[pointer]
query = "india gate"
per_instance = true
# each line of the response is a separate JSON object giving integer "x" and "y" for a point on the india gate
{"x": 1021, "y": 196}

* [PROBLEM REQUIREMENTS]
Reproduce every line of the material above word for word, with nothing added or left out.

* [RESULT]
[pointer]
query = "india gate"
per_instance = true
# each line of the response is a separate JSON object giving integer "x" and "y" for a point on the india gate
{"x": 1021, "y": 196}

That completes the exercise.